→ Requirement:
Take the entries below and retype them exactly.

** Opening Data in this exercise block **

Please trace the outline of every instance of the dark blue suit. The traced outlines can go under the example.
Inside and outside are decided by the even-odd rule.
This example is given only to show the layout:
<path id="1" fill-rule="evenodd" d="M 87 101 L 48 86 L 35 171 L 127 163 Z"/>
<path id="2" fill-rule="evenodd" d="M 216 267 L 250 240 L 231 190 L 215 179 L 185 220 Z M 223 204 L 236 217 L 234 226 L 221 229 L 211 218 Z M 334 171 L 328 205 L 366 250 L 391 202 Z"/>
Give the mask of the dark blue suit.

** Closing Data in this exercise block **

→ Answer to this problem:
Please trace the outline of every instance of the dark blue suit. The traced outlines can go under the example.
Inside and outside are decided by the even-odd rule.
This example is given only to show the layout:
<path id="1" fill-rule="evenodd" d="M 87 101 L 48 86 L 35 171 L 127 163 Z"/>
<path id="2" fill-rule="evenodd" d="M 216 267 L 250 240 L 231 190 L 215 179 L 185 220 Z M 223 204 L 236 217 L 234 226 L 221 229 L 211 218 Z M 334 171 L 328 205 L 366 250 L 391 202 Z"/>
Give the mask of the dark blue suit.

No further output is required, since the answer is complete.